● **Quoted passage**
Pre-PEP: Safe Parallel Python

I’d like to present an early draft of a possible PEP for safe parallel Python, which I hope will provide a means to allow in-process parallelism while retaining safety and without (much) loss of performance.

24 Likes

I’ll leave it to others to discuss the benefits of this proposal, but I have a few questions about the API.

As far as I can tell, there are four new proposed proprerties, all of which are special names/dunders:

  • object.__freeze__()
  • object.__protect__()
  • object.__mutex__
  • object.__shared__

From the python docs, “A class can implement certain operations that are invoked by special syntax (such as arithmetic operations or subscripting and slicing) by defining methods with special names.” Whilst there are certainly plenty of special names (mostly non-methods) which don’t correspond to operators (e.g. function.__closure__, object.__annotations__, function.__doc__, __slots__) , these are usually either very internal (e.g. __closure__) or have some other way to access them (e.g. get_annotations() or help(function)). Not to say that there aren’t exceptions to this (__slots__), but in general, special names are special for a reason.

However, when looking at the example, there seemingly isn’t a ‘standard’ way to access these properties.

If I’m learning Python and trying to make an object immutable to share it between threads, I’m expecting to find some kind of freeze() builtin, or a threading.freeze() function, and am probably not going to reach for a specially named attribute on the object itself, which seems like it shouldn’t be messed with (object.__freeze__()).

Particularly, it can make a perfectly normal function where I’m just trying to mutate some variables look very internal:

def func1(a, b):
    with a.__mutex__ + b.__mutex__:
        some_mutation_here()

Or, I might assume that object.__protect__() is meant to be overwritten/overwritable, like the special methods for operators. Now, maybe this is the intent? But it isn’t clear in the PEP.

● **Tasks to perform**
a) Return the passage of the forum thread on safe parallel Python from "From the python" to "for a reason.".
b) Condense the paragraph of the safe parallel Python thread that begins "From the python docs" into a shorter version that keeps its main facts.
c) Extend the forum thread on safe parallel Python, picking up right after its final sentence.

● **Raw data**

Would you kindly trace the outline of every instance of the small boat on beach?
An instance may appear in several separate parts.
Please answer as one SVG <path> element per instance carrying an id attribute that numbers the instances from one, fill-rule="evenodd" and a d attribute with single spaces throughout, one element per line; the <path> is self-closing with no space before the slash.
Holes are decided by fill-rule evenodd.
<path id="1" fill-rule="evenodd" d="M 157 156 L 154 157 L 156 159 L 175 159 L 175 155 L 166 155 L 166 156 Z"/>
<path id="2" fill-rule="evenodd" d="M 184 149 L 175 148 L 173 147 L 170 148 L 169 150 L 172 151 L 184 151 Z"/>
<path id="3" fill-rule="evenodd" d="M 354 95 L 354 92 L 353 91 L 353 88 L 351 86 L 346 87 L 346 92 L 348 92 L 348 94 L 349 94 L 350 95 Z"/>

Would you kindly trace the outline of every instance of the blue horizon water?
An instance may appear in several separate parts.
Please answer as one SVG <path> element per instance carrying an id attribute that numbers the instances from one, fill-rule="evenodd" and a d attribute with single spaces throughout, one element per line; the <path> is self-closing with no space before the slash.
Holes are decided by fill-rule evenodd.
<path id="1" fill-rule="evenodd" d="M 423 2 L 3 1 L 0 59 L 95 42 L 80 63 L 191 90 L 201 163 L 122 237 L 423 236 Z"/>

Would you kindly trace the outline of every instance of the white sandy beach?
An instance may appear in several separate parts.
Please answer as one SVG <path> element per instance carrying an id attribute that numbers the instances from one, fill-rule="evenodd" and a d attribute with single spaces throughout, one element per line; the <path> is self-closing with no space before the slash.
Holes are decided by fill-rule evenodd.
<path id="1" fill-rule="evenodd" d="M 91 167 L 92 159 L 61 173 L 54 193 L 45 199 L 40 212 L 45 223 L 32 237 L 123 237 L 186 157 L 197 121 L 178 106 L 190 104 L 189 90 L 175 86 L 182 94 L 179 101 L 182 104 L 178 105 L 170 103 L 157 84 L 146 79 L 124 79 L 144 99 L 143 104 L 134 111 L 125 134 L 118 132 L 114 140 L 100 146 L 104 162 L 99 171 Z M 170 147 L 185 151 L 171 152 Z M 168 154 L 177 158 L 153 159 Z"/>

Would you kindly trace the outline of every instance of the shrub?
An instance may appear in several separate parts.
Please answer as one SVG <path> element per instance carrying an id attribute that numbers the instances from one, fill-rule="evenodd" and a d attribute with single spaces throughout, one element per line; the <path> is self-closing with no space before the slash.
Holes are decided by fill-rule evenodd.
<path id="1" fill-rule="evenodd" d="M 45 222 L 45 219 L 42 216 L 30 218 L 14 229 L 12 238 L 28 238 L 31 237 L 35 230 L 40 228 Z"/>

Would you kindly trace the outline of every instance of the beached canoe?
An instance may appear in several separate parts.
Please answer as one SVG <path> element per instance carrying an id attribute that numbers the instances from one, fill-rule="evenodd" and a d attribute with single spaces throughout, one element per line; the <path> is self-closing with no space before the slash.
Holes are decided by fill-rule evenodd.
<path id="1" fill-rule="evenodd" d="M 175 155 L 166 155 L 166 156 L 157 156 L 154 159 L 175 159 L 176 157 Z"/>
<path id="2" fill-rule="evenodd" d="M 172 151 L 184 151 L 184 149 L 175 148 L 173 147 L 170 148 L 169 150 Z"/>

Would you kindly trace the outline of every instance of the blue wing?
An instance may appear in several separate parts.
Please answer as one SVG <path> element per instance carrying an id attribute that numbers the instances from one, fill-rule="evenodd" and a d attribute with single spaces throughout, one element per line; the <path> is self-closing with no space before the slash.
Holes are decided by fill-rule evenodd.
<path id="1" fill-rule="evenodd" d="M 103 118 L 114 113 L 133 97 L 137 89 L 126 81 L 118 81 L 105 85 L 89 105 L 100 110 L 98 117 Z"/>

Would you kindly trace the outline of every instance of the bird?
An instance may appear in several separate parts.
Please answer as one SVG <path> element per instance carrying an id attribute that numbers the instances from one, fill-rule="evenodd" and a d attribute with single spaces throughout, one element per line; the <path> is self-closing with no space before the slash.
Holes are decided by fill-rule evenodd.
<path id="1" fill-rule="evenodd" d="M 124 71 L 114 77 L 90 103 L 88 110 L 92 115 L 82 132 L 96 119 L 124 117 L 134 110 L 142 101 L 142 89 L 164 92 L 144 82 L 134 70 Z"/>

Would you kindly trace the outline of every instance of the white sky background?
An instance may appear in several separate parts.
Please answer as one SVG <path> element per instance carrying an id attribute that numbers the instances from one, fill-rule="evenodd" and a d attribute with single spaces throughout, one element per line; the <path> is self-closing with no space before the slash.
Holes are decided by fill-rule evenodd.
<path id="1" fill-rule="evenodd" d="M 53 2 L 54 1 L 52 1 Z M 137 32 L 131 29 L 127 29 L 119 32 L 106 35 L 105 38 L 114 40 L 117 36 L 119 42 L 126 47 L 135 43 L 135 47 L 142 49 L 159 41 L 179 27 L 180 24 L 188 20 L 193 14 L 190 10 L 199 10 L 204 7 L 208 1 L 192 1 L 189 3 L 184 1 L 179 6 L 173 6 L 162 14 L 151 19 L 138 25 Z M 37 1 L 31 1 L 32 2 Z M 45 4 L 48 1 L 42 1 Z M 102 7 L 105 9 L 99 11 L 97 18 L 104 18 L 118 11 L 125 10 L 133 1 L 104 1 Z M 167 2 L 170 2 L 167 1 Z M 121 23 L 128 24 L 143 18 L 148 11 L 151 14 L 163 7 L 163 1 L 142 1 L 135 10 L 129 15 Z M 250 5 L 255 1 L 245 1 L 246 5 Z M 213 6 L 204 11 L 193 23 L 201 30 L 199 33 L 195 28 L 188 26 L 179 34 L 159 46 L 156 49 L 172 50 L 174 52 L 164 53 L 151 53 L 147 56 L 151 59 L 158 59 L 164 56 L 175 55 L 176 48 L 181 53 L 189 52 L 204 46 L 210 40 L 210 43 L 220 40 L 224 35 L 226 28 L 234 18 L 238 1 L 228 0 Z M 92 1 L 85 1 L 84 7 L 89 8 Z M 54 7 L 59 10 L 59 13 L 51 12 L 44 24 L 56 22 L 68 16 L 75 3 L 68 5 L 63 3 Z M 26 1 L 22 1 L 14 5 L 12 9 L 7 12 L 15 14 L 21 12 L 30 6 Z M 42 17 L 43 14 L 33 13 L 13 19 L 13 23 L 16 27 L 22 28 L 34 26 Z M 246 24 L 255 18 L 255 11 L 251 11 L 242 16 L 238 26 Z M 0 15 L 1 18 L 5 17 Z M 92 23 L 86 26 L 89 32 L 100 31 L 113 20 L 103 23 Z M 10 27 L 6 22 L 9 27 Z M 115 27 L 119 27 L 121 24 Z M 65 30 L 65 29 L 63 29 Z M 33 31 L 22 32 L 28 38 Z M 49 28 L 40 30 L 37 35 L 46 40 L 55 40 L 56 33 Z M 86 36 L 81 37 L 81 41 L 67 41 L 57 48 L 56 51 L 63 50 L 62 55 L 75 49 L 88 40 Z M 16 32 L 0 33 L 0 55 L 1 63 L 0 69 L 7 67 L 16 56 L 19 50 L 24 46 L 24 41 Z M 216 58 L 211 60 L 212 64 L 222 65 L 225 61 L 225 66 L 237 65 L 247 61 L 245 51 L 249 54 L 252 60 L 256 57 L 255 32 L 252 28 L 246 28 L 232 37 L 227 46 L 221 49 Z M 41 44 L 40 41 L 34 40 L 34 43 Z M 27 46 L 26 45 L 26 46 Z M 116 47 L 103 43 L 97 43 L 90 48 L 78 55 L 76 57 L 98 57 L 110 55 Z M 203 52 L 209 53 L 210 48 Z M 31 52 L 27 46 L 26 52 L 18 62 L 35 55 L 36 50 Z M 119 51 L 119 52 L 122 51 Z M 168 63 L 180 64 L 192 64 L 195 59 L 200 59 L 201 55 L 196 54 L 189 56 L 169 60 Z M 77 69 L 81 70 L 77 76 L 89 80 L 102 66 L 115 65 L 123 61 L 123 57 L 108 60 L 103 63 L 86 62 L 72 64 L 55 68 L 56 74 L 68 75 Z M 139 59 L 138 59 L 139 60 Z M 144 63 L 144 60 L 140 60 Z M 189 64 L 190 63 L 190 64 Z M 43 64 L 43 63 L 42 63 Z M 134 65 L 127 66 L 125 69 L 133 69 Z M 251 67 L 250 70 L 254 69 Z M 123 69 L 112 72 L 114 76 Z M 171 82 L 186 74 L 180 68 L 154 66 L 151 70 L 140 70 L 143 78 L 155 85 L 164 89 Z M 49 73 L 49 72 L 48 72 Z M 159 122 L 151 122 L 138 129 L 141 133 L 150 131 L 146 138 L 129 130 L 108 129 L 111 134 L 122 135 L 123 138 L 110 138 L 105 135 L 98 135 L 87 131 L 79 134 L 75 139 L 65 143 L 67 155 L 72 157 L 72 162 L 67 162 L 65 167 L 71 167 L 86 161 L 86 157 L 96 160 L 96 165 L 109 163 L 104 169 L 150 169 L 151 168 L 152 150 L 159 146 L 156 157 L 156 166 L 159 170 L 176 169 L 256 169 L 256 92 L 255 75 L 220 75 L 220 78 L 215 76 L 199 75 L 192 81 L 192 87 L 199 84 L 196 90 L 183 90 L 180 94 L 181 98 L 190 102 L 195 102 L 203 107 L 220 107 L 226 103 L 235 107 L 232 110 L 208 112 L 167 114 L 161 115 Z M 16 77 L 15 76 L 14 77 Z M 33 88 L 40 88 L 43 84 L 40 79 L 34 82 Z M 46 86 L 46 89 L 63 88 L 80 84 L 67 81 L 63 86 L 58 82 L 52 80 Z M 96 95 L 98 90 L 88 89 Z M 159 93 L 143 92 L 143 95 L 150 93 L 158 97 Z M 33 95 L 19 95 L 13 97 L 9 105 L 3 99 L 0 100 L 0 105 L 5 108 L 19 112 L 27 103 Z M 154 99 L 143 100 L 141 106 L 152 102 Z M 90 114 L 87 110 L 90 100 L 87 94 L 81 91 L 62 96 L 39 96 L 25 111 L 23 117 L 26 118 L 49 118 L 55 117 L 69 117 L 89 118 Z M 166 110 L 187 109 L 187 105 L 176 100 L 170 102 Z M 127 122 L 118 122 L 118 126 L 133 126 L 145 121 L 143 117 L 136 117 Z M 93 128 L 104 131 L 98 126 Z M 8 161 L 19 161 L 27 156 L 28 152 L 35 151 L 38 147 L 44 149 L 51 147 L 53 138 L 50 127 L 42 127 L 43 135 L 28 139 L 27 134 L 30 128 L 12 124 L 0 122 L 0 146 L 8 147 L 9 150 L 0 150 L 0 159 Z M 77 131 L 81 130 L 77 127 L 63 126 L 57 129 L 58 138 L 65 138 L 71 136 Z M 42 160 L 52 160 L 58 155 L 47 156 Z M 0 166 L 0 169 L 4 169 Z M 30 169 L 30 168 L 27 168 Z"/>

● **Task results**
a)
From the python docs, “A class can implement certain operations that are invoked by special syntax (such as arithmetic operations or subscripting and slicing) by defining methods with special names.” Whilst there are certainly plenty of special names (mostly non-methods) which don’t correspond to operators (e.g. function.__closure__, object.__annotations__, function.__doc__, __slots__) , these are usually either very internal (e.g. __closure__) or have some other way to access them (e.g. get_annotations() or help(function)). Not to say that there aren’t exceptions to this (__slots__), but in general, special names are special for a reason.

b) The Python docs say a class can implement operations invoked by special syntax, such as arithmetic, subscripting and slicing, by defining specially named methods. Many special names, mostly non-methods, don't correspond to operators (for example function.__closure__, object.__annotations__, function.__doc__ and __slots__). These are usually either very internal, like __closure__, or reachable another way, such as get_annotations() or help(function). Despite exceptions like __slots__, special names are generally special for a reason.

c)
object.__shared__ seems more like the kind of implementation detail that you would leave as a dunder though, so I don’t mind this.

Anyway, those are my thoughts. Have you had any ideas yourself, as to APIs for accessing the added special attributes/methods?

6 Likes

I tend to agree that it looks odd to be referring to dunder-things directly.

Would the __mutex__ be reentrant? As in, if I attempt to lock it again inside an already locked region, will it work, raise exception, or.. what?

It would be helpful to have a bit more depth in the examples. I’ve read the Thread safe tuple iterator example a few times but feel like I’m missing something. Maybe show how that object would be shared thread to thread (or maybe superthread to superthread)? Like cool: we have an object that uses the stuff in the pep, but I don’t see how I would use it after that.

1 Like

Hi Mark :waving_hand:

I like this PEP, in part.

I haven’t read it in full details yet, but I can say that I definitely liked the inspirations from the Pyrona project.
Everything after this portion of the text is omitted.